• _Goal_: Copy the lines below word for word, starting at the line containing "the white t-shirt" and ending at the line containing "point(736, 517)", with both of those lines included.

• _Data excerpts_:
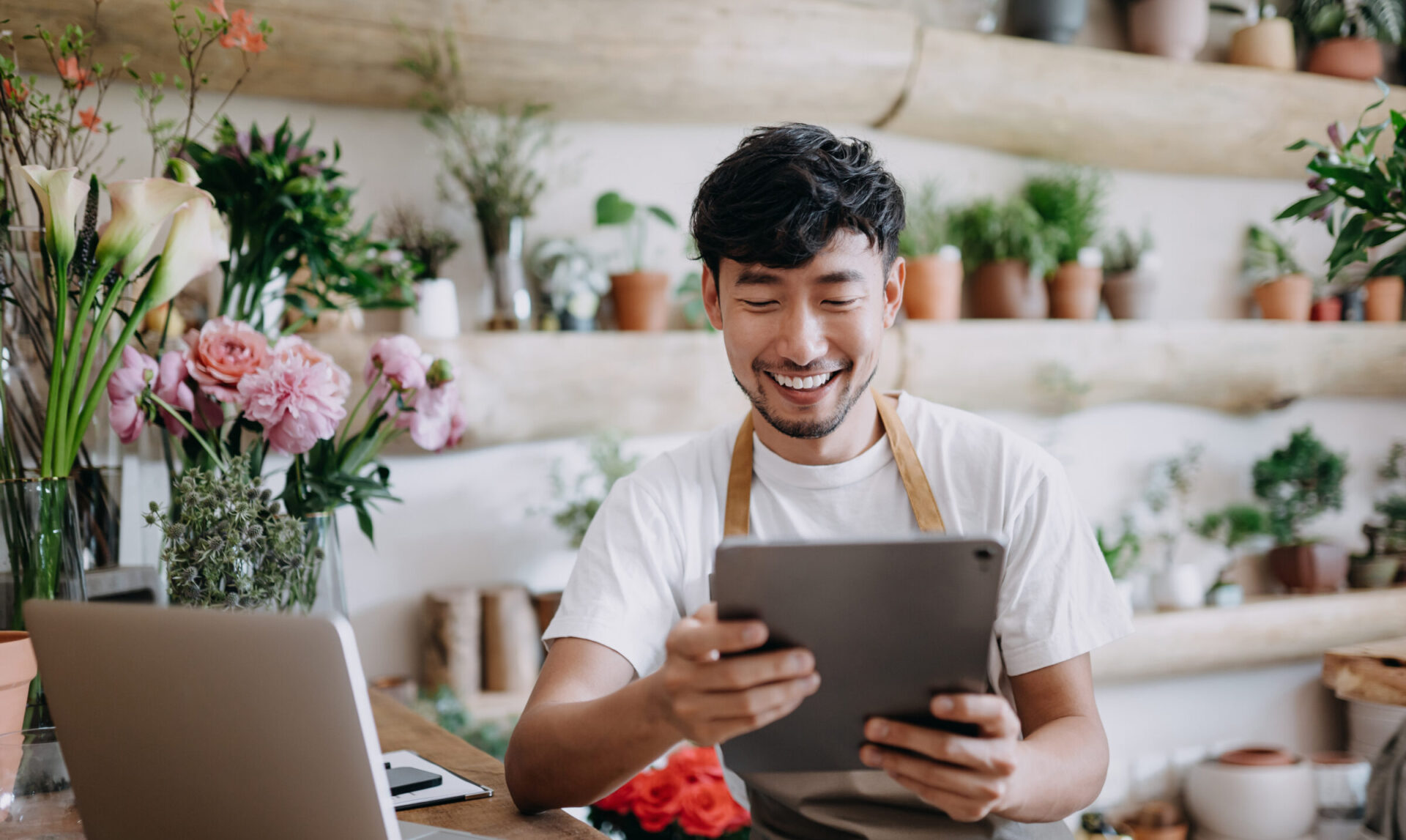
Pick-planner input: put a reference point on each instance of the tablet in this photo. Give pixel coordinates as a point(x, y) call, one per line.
point(892, 624)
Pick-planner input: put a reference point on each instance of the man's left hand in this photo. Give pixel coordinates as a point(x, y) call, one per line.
point(965, 777)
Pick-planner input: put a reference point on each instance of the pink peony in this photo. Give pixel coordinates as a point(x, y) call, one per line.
point(296, 403)
point(401, 362)
point(291, 345)
point(223, 354)
point(124, 387)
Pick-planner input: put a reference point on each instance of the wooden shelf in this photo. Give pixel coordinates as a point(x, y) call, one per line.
point(764, 61)
point(543, 386)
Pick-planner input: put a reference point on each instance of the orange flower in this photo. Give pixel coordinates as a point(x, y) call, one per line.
point(75, 75)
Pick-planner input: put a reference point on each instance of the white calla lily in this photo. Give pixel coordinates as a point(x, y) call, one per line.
point(140, 207)
point(196, 244)
point(61, 195)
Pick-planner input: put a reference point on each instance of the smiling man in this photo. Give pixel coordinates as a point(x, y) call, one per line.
point(797, 232)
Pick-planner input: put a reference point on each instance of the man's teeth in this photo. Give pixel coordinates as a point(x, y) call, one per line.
point(803, 383)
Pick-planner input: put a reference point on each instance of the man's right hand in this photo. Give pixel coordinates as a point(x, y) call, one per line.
point(710, 698)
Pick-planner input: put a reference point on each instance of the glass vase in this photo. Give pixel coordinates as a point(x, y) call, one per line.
point(319, 587)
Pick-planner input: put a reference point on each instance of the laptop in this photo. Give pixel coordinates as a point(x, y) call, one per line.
point(214, 725)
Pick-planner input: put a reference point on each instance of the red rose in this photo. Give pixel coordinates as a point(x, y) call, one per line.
point(706, 809)
point(657, 798)
point(696, 765)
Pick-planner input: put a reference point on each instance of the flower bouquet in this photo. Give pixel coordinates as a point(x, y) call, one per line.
point(684, 800)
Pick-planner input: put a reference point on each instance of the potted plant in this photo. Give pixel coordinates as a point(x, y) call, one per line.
point(1344, 35)
point(932, 287)
point(1298, 483)
point(1005, 250)
point(428, 248)
point(641, 297)
point(1071, 204)
point(1129, 280)
point(1282, 287)
point(571, 280)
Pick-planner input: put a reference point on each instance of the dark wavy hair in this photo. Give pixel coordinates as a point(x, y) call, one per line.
point(782, 196)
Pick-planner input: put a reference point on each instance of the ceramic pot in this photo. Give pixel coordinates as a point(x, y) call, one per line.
point(1172, 29)
point(932, 289)
point(1046, 20)
point(1251, 803)
point(1128, 294)
point(1349, 58)
point(1005, 289)
point(1384, 299)
point(1375, 573)
point(1309, 568)
point(1074, 291)
point(641, 300)
point(1267, 44)
point(1287, 299)
point(1326, 308)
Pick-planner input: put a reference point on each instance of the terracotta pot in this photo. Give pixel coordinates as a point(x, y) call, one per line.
point(1309, 568)
point(1384, 299)
point(1074, 291)
point(641, 300)
point(932, 290)
point(1128, 294)
point(1172, 29)
point(1005, 289)
point(1326, 308)
point(1267, 44)
point(1349, 58)
point(1287, 299)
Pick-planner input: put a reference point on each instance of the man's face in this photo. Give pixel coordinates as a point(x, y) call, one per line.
point(805, 342)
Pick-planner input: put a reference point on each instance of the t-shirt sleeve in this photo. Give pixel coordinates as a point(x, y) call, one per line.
point(1057, 600)
point(622, 592)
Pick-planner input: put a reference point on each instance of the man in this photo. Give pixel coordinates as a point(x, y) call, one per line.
point(797, 232)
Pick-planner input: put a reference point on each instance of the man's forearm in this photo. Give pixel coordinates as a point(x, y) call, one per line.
point(574, 753)
point(1062, 770)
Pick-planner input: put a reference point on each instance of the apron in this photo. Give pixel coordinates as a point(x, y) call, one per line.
point(865, 804)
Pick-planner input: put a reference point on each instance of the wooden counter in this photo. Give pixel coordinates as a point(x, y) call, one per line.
point(496, 817)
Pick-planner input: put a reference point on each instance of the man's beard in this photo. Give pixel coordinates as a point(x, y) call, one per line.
point(806, 429)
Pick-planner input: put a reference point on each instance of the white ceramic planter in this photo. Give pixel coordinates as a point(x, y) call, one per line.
point(1251, 803)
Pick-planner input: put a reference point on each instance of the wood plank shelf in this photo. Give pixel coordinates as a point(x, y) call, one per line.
point(540, 386)
point(764, 61)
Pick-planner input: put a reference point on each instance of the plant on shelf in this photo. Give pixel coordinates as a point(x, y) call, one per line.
point(641, 297)
point(932, 289)
point(1007, 250)
point(1277, 279)
point(1358, 196)
point(1298, 483)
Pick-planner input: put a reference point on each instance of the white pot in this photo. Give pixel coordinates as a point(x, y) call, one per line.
point(1253, 803)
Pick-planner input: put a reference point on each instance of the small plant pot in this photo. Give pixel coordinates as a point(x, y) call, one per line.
point(641, 300)
point(1309, 568)
point(1287, 299)
point(1347, 58)
point(1267, 44)
point(1129, 294)
point(1074, 291)
point(932, 289)
point(1172, 29)
point(1384, 299)
point(1005, 289)
point(1377, 573)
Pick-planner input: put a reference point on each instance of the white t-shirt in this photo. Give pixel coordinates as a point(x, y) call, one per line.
point(646, 560)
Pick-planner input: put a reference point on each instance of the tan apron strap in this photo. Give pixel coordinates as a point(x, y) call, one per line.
point(914, 480)
point(736, 517)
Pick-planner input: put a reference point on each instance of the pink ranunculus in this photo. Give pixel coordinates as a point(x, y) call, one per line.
point(124, 387)
point(223, 354)
point(297, 346)
point(296, 403)
point(401, 363)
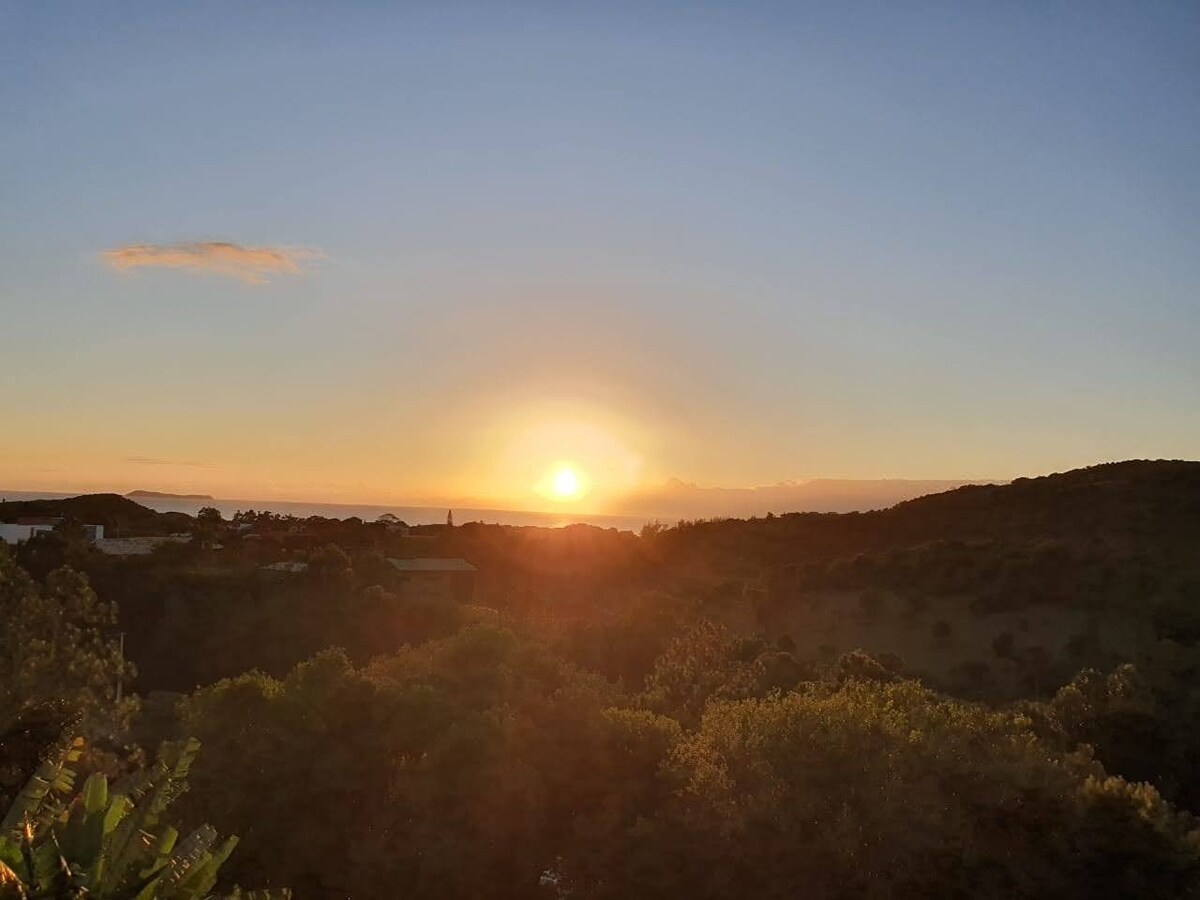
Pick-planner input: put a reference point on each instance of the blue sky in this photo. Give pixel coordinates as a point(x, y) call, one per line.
point(733, 244)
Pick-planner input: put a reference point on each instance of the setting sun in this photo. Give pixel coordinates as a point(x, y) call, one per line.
point(565, 483)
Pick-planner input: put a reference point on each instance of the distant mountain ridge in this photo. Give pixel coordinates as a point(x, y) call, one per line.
point(168, 496)
point(681, 499)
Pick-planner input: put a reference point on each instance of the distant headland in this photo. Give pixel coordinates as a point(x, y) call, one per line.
point(171, 496)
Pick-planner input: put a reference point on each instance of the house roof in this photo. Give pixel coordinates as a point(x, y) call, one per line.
point(286, 567)
point(429, 564)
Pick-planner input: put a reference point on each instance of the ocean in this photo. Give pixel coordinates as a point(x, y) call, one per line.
point(412, 515)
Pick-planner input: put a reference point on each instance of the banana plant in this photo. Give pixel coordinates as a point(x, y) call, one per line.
point(107, 843)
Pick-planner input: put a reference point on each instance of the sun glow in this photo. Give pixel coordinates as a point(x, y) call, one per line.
point(564, 481)
point(567, 484)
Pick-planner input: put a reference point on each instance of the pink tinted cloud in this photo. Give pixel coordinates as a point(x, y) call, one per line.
point(252, 265)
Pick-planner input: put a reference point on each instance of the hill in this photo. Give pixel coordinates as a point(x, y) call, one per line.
point(119, 515)
point(165, 495)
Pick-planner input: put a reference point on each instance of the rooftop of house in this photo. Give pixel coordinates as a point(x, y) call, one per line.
point(286, 567)
point(429, 564)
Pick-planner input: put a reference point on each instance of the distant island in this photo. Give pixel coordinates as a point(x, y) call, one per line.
point(171, 496)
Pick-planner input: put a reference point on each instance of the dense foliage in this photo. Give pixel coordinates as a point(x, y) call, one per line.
point(991, 693)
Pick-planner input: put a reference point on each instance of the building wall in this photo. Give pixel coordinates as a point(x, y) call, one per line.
point(15, 533)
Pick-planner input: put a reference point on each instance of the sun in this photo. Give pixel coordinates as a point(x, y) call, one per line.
point(567, 483)
point(564, 481)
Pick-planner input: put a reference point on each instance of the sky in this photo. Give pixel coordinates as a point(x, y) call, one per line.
point(427, 252)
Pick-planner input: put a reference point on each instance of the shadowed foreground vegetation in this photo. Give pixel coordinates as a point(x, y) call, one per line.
point(984, 694)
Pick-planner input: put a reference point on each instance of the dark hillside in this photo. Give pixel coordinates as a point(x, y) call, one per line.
point(119, 515)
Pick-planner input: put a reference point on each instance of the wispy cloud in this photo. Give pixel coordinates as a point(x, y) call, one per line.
point(249, 264)
point(160, 461)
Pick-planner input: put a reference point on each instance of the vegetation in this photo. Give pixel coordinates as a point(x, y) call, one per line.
point(990, 693)
point(108, 843)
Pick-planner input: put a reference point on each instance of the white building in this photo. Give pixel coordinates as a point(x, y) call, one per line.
point(22, 531)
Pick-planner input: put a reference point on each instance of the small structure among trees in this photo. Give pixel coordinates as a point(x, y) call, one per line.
point(436, 579)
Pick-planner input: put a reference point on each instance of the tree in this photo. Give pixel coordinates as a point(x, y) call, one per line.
point(209, 527)
point(108, 843)
point(886, 790)
point(58, 649)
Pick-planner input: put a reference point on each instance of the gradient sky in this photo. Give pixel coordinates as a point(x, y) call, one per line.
point(733, 244)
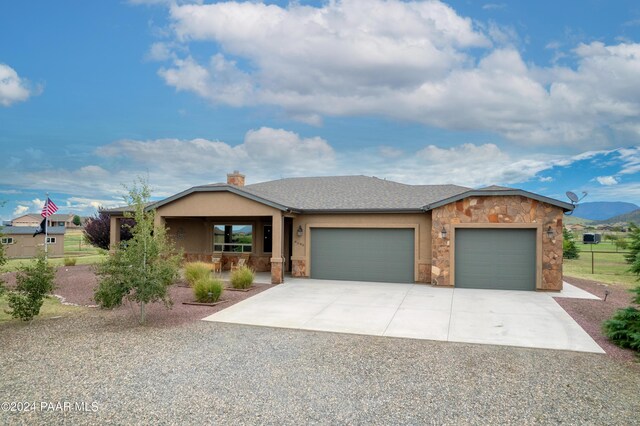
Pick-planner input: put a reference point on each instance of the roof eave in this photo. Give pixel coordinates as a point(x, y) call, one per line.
point(500, 193)
point(221, 188)
point(356, 211)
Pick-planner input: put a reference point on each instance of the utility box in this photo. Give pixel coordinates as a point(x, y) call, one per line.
point(591, 238)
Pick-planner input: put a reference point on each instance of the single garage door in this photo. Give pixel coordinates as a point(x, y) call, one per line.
point(503, 259)
point(362, 254)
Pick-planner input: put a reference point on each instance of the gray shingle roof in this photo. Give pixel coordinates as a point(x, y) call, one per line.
point(29, 230)
point(350, 193)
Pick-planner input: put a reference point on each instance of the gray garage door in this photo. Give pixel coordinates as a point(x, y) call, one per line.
point(502, 259)
point(355, 254)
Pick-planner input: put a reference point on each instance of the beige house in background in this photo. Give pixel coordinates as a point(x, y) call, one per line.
point(369, 229)
point(34, 219)
point(19, 241)
point(27, 220)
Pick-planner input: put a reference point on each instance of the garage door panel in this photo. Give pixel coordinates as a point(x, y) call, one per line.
point(363, 254)
point(495, 258)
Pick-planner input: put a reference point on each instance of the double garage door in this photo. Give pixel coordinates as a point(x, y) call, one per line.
point(503, 259)
point(485, 258)
point(363, 254)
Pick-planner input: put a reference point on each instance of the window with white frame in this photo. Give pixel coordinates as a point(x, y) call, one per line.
point(233, 238)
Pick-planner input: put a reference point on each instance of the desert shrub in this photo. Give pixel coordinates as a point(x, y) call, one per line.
point(623, 328)
point(196, 271)
point(34, 282)
point(207, 290)
point(633, 245)
point(569, 248)
point(242, 277)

• _Answer_:
Pick-planner input: put a reference point on each instance of the white t-shirt in this photo. Give pixel coordinates as a point(x, y) call, one per line.
point(646, 560)
Pick-planner input: put a reference point on each instance of the tan apron strap in this photo. Give pixel coordinates as a point(x, y) call, one per line.
point(914, 480)
point(736, 517)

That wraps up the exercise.